EXERCISE.
Give back the lines of the entries below exactly as written, from the first line to the line holding "reflection of tree", both included, with the pictures omitted.
##### SUPPLIED INFORMATION #####
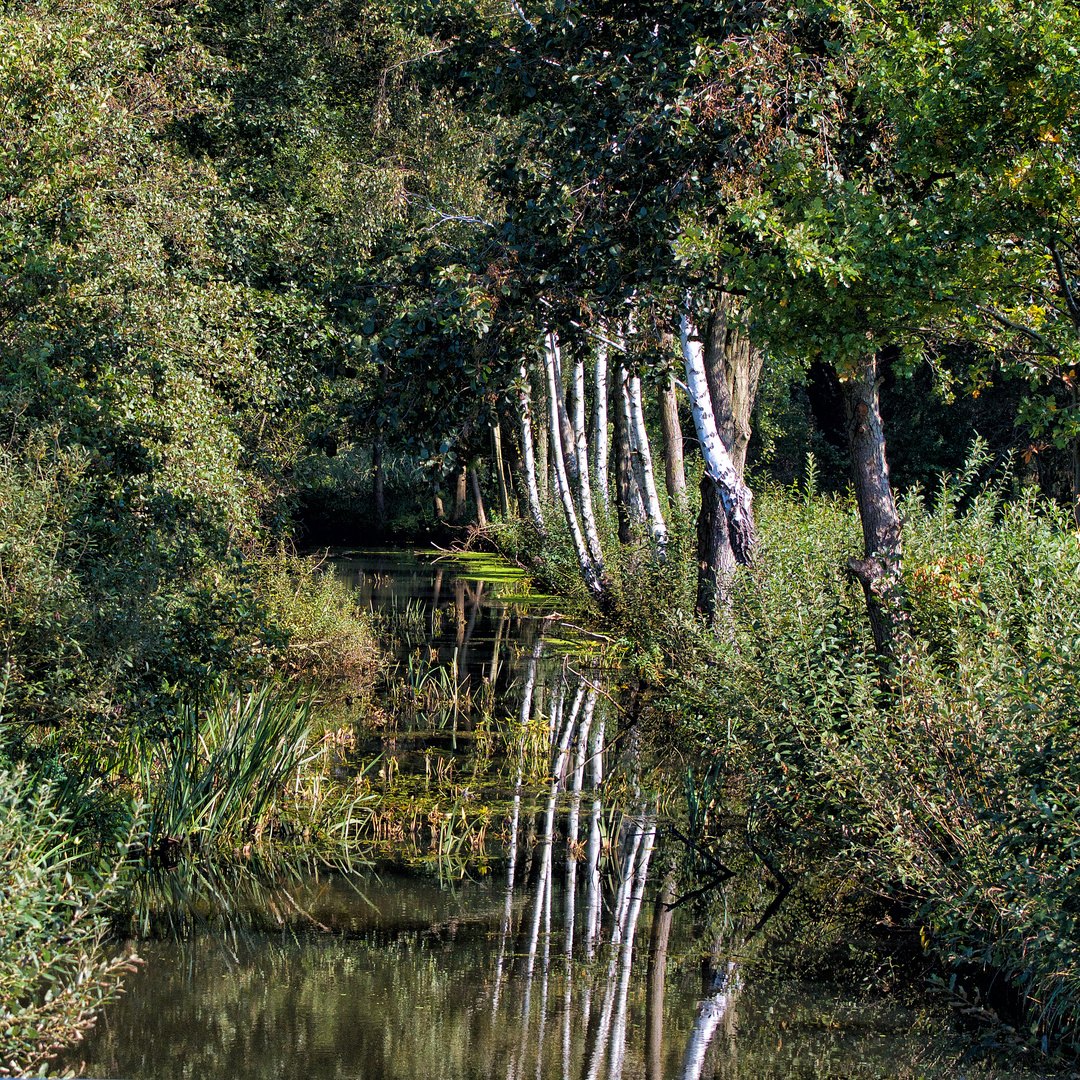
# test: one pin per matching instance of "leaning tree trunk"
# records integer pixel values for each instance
(630, 505)
(500, 469)
(599, 421)
(477, 498)
(377, 485)
(732, 498)
(674, 469)
(460, 491)
(639, 442)
(591, 572)
(581, 451)
(528, 456)
(879, 570)
(565, 428)
(732, 367)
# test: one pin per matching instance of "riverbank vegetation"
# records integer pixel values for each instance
(468, 272)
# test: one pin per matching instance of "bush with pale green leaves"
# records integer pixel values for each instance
(55, 973)
(946, 774)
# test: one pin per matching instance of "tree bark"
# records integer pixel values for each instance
(460, 488)
(674, 469)
(629, 507)
(528, 457)
(581, 451)
(437, 500)
(732, 368)
(377, 489)
(727, 517)
(500, 469)
(565, 429)
(879, 570)
(643, 454)
(599, 422)
(591, 574)
(478, 498)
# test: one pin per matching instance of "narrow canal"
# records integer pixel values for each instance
(513, 907)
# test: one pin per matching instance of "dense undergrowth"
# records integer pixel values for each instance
(944, 775)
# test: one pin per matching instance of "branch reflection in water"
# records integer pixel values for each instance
(507, 980)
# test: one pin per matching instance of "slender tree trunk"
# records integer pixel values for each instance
(460, 494)
(674, 469)
(879, 570)
(565, 428)
(528, 457)
(639, 442)
(732, 368)
(437, 500)
(656, 979)
(599, 423)
(377, 490)
(477, 498)
(581, 451)
(628, 498)
(543, 426)
(500, 469)
(590, 571)
(731, 495)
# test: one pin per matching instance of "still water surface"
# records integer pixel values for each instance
(515, 927)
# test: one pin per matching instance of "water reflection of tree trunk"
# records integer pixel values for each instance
(541, 908)
(494, 673)
(474, 602)
(595, 844)
(611, 1031)
(655, 979)
(712, 1012)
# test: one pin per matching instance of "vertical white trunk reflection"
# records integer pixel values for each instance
(611, 1036)
(711, 1013)
(593, 895)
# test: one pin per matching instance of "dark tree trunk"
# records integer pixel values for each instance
(732, 368)
(481, 516)
(437, 500)
(459, 495)
(377, 491)
(625, 485)
(716, 557)
(879, 570)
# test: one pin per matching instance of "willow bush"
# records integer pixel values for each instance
(946, 773)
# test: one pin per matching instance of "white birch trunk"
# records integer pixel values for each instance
(589, 570)
(640, 440)
(711, 1013)
(734, 496)
(528, 457)
(581, 450)
(601, 440)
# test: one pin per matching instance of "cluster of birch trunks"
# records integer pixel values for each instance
(721, 369)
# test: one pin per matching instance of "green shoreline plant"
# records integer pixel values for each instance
(946, 775)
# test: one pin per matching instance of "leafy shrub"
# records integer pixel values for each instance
(54, 975)
(947, 774)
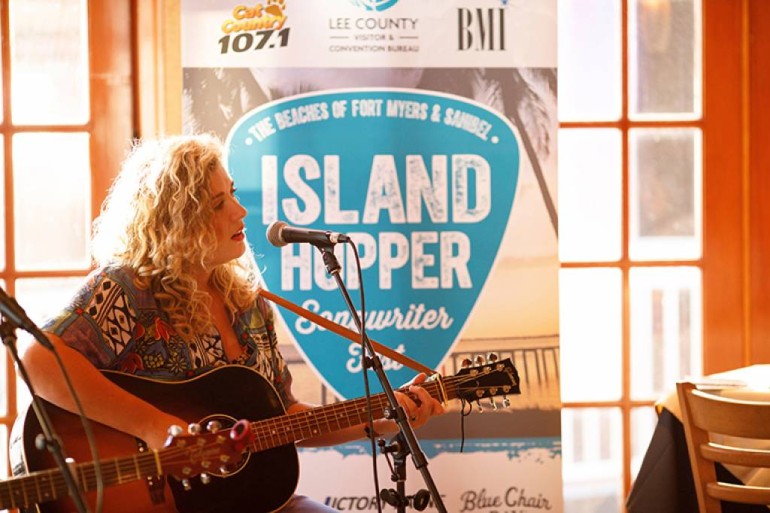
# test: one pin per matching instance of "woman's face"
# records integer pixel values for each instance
(227, 217)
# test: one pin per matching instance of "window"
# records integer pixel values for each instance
(67, 121)
(630, 108)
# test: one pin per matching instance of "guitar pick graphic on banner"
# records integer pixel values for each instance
(423, 183)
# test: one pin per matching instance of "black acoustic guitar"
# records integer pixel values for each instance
(265, 477)
(184, 456)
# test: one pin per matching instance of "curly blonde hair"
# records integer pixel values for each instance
(156, 220)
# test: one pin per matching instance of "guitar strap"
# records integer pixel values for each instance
(344, 332)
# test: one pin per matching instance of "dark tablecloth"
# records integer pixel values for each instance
(664, 483)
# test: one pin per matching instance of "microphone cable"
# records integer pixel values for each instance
(367, 391)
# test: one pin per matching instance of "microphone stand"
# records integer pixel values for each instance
(395, 412)
(48, 439)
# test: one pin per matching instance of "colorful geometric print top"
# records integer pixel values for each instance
(119, 326)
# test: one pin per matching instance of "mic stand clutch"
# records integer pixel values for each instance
(395, 412)
(48, 439)
(398, 498)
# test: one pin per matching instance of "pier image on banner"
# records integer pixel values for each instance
(425, 130)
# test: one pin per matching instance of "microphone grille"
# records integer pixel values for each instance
(274, 234)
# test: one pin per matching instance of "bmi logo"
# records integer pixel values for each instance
(480, 29)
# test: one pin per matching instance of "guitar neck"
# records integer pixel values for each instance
(46, 485)
(322, 420)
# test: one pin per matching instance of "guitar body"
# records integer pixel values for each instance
(263, 483)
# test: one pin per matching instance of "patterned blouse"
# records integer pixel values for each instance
(119, 326)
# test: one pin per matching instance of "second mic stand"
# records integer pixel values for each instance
(398, 498)
(48, 438)
(396, 412)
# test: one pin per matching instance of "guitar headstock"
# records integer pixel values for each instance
(204, 453)
(486, 379)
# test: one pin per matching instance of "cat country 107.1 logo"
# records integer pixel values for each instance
(257, 27)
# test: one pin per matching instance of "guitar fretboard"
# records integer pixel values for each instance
(46, 485)
(287, 429)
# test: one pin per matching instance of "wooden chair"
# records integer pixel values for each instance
(704, 413)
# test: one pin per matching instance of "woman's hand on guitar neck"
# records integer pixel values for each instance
(418, 410)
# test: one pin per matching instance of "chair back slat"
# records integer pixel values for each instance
(705, 415)
(736, 493)
(736, 455)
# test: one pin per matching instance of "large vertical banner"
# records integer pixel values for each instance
(424, 130)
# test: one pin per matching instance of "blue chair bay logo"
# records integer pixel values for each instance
(423, 183)
(374, 5)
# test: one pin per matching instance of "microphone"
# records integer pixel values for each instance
(11, 310)
(280, 234)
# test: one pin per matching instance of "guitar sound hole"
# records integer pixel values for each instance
(220, 422)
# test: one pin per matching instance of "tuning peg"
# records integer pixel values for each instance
(175, 430)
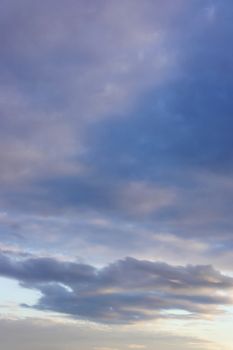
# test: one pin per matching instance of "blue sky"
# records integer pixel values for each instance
(116, 185)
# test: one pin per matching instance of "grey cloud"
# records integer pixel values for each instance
(126, 291)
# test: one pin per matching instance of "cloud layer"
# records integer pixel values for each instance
(125, 291)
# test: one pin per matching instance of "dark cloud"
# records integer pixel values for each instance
(125, 291)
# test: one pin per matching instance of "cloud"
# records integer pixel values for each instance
(126, 291)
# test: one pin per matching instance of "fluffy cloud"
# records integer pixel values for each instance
(125, 291)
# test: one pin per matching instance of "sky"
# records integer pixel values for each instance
(116, 164)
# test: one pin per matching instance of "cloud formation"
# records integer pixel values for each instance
(126, 291)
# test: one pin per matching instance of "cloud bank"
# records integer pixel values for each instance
(124, 292)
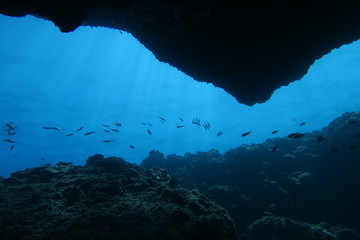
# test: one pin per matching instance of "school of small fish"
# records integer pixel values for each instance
(10, 128)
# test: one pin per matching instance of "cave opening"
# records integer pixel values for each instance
(96, 77)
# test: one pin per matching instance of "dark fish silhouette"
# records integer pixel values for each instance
(245, 134)
(162, 119)
(206, 125)
(296, 135)
(89, 133)
(10, 126)
(51, 128)
(11, 133)
(196, 121)
(320, 138)
(353, 121)
(335, 149)
(274, 148)
(79, 129)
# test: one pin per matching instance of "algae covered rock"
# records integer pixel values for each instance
(108, 198)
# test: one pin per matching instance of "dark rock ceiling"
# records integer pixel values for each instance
(249, 50)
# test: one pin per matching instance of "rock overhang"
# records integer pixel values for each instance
(248, 50)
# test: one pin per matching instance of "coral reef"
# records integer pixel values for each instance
(108, 198)
(304, 178)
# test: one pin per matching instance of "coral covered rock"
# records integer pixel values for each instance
(107, 199)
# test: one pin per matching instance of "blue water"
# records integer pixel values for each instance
(97, 76)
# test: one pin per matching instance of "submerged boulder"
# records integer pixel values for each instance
(281, 228)
(107, 199)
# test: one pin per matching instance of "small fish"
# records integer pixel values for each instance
(10, 126)
(353, 121)
(51, 128)
(11, 133)
(274, 148)
(78, 130)
(245, 134)
(196, 121)
(320, 138)
(89, 133)
(335, 149)
(296, 135)
(117, 124)
(206, 125)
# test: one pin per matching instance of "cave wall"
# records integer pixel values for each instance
(249, 50)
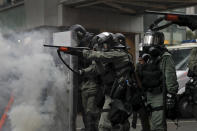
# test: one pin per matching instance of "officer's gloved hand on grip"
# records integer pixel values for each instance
(170, 101)
(71, 51)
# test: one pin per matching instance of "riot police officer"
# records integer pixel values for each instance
(158, 78)
(115, 67)
(88, 83)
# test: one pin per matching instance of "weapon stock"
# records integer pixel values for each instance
(179, 19)
(67, 48)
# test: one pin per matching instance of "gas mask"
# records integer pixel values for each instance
(103, 41)
(152, 43)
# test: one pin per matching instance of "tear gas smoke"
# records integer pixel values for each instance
#####
ANSWER SECTION.
# test: one pin per matching instance of "leaning tree trunk"
# records integer pixel values for each instance
(630, 505)
(500, 469)
(599, 421)
(477, 498)
(377, 485)
(732, 498)
(674, 469)
(460, 491)
(639, 442)
(591, 572)
(581, 451)
(528, 456)
(879, 570)
(565, 428)
(732, 367)
# test: one pin per matching instance of "riverbank vegetation"
# records integer pixel values for each instance
(468, 272)
# test: one pin per matching instance of "bush with pale green leaves"
# records integer pixel values for each instance
(55, 973)
(946, 774)
# test: one pin per matching instance of "tree bark"
# records integer pixel values for each instance
(460, 488)
(674, 469)
(629, 507)
(528, 457)
(581, 451)
(437, 500)
(732, 368)
(377, 489)
(727, 517)
(500, 469)
(565, 429)
(879, 570)
(643, 454)
(599, 422)
(591, 574)
(478, 498)
# test: one pin per matching instance of "narrow canal"
# records integer pixel values for each instance
(513, 907)
# test: one pin per matching instance of "dense undergrowth"
# records integer pixel values for each instance
(944, 775)
# test: one pin per matching instance of "branch reflection in water"
# records integer pixel values for each instance
(507, 980)
# test: one pin per matching instance of "slender tree trunk"
# records integer pixel values for each instance
(460, 494)
(674, 469)
(879, 570)
(565, 428)
(528, 457)
(639, 442)
(732, 368)
(437, 500)
(656, 979)
(599, 423)
(377, 490)
(477, 498)
(581, 451)
(628, 498)
(543, 426)
(500, 469)
(590, 571)
(731, 495)
# test: one pin per matching instance of "still water surface"
# records integer pixel values for each instance
(515, 927)
# test: one pin per matching instance of "water reflection of tree trunk"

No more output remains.